◆ **WORK INSTRUCTIONS**
How many lines in the records below contain the string "shirt"? Reply with only the number.

##### DATA FOR PROCESSING

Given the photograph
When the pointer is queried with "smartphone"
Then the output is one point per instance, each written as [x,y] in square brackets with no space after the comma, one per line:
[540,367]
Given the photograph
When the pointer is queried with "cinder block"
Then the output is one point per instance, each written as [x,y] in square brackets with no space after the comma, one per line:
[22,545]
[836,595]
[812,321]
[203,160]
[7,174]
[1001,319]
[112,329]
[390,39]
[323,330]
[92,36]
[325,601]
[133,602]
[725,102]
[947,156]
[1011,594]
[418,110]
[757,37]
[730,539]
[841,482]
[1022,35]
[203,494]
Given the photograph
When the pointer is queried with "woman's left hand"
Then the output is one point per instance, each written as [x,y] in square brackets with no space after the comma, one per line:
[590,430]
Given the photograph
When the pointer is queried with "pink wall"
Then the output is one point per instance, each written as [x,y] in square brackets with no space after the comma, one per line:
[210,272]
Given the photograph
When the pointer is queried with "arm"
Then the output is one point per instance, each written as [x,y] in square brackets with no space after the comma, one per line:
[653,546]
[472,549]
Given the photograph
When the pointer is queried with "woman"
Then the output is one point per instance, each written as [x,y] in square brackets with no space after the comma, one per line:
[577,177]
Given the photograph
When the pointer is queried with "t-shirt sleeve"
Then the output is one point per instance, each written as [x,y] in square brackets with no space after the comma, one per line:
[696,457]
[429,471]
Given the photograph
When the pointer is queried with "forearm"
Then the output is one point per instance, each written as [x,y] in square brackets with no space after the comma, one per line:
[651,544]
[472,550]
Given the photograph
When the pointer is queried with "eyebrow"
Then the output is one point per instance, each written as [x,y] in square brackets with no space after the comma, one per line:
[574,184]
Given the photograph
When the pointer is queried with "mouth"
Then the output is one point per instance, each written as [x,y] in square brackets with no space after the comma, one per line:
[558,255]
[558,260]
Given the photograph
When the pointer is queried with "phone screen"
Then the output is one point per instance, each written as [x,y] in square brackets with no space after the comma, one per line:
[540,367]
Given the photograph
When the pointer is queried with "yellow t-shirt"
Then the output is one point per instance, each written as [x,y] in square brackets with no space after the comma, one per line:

##########

◆ **RESULT**
2